# [Description of the task]
Where the string "berry" occurs in a line of the entries below, copy that line.

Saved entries
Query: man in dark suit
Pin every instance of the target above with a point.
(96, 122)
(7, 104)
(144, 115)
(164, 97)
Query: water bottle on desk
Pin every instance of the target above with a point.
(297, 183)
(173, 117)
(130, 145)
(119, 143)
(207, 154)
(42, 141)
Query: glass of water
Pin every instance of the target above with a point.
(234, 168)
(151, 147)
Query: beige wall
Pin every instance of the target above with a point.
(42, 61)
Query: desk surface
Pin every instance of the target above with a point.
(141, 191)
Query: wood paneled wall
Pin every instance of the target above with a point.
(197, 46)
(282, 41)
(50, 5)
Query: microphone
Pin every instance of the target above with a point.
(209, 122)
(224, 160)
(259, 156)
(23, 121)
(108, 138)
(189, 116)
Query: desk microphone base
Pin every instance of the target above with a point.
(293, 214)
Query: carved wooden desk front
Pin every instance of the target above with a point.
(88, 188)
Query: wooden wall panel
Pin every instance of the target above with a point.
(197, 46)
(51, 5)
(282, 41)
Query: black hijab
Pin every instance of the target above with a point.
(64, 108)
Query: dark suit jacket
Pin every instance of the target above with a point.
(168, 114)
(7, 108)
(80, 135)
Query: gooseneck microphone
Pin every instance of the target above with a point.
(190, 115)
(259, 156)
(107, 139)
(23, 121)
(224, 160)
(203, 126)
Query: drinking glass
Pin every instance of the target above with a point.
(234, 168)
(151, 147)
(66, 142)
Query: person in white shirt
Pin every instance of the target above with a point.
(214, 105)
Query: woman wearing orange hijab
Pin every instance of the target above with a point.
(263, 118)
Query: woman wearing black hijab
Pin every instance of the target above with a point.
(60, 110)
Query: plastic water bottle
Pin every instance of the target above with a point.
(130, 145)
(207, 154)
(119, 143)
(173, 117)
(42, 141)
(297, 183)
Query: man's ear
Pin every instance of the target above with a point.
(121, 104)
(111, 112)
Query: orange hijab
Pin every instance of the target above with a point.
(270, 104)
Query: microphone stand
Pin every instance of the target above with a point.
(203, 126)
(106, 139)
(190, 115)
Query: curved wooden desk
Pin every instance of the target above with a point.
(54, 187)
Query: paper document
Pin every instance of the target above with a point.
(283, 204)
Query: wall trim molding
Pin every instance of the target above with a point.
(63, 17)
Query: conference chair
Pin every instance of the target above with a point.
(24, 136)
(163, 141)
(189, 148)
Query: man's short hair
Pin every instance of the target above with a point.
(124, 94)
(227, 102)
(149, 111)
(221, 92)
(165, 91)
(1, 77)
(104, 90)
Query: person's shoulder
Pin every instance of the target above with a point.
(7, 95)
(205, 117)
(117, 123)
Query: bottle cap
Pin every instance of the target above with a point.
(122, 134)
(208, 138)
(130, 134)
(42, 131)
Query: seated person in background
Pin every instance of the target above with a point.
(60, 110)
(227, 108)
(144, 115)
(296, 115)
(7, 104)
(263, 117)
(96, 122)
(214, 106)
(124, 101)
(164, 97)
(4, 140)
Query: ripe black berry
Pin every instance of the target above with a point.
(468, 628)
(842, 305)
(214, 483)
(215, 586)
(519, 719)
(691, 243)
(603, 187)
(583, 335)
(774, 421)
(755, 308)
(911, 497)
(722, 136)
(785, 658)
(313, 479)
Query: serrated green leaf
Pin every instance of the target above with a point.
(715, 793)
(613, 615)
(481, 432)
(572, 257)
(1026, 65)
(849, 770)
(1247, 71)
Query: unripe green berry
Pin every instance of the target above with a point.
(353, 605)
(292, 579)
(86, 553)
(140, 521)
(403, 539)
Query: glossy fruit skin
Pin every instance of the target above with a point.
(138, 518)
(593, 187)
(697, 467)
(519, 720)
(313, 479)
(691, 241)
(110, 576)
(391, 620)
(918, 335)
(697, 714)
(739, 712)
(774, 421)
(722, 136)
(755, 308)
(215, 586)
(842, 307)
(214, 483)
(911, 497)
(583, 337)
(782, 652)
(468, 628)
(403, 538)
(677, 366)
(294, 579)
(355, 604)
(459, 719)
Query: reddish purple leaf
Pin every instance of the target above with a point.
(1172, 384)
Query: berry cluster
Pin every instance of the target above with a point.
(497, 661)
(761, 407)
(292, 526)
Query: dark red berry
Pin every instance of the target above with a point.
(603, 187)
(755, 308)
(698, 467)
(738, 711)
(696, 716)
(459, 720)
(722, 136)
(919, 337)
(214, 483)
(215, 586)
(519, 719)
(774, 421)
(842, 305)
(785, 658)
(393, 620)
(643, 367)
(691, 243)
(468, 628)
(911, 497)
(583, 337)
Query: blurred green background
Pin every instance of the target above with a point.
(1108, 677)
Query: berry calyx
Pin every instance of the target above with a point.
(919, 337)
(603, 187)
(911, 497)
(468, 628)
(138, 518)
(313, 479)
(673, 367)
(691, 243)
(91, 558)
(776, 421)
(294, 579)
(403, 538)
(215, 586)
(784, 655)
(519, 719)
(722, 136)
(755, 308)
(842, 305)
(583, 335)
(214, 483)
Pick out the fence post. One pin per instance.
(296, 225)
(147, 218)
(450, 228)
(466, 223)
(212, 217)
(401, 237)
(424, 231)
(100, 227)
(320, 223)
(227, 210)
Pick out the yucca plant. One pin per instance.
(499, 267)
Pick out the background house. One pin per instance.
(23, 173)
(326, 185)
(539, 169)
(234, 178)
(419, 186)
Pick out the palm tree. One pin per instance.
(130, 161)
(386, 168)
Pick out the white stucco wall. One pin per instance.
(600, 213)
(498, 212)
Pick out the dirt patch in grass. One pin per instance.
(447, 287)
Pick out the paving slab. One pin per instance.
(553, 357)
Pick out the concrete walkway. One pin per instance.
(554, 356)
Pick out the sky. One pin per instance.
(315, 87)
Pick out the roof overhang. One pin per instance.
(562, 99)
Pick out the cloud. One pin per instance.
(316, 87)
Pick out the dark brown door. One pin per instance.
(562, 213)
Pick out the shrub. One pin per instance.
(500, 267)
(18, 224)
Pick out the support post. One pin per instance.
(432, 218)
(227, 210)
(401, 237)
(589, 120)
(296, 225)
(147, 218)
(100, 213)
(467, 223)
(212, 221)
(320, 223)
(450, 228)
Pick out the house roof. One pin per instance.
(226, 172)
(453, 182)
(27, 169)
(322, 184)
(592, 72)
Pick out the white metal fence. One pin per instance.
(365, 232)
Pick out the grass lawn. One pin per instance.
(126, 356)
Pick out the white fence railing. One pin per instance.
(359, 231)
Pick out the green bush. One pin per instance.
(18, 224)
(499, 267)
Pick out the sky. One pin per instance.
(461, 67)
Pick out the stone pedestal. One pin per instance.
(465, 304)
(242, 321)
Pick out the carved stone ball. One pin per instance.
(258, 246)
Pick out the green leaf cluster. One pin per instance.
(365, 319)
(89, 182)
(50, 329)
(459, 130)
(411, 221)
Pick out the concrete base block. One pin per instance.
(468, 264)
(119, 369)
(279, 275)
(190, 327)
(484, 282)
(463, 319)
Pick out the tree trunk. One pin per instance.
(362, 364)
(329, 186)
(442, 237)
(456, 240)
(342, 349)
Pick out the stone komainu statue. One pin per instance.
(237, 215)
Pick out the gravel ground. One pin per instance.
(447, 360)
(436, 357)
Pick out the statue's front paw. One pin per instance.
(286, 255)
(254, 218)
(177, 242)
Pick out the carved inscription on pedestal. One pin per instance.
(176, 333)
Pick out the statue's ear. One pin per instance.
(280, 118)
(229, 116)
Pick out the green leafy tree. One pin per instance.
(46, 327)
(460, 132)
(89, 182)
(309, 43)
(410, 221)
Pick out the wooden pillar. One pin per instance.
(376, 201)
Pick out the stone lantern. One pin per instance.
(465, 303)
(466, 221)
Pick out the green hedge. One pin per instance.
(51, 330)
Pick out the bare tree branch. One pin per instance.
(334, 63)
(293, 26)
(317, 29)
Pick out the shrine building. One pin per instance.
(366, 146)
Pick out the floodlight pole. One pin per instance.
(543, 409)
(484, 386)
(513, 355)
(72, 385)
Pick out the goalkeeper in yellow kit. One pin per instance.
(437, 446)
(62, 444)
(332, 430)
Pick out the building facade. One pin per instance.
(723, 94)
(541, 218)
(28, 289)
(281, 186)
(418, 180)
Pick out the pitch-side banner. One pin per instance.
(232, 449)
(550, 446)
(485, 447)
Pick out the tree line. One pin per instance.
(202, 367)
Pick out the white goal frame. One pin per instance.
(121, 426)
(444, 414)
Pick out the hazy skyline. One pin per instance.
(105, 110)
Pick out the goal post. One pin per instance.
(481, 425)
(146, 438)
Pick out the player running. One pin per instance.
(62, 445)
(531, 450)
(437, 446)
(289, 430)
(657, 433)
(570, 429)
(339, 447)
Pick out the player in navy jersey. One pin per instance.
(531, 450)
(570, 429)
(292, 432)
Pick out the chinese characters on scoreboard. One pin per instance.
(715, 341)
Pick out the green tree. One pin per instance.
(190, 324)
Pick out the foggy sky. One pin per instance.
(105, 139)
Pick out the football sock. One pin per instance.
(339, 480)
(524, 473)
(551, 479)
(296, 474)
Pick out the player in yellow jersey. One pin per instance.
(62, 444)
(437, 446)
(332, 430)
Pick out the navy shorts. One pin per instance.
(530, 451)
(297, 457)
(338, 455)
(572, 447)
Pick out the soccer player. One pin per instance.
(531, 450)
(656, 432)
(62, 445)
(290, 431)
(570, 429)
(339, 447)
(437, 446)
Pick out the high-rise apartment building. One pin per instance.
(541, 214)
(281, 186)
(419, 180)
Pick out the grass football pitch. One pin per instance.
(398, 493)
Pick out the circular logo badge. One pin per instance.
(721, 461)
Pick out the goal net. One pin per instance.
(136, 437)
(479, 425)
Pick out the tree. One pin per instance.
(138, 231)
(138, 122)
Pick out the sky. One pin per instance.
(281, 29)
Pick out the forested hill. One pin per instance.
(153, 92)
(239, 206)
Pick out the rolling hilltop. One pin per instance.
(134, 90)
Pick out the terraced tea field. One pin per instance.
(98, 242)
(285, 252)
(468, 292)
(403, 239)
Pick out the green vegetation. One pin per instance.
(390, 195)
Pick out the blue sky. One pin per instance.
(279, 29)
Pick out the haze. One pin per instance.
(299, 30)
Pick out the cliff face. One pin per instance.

# [The answer]
Query: ripe black berry
Query: unripe green berry
Query: berry cluster
Query: dark red berry
Query: berry calyx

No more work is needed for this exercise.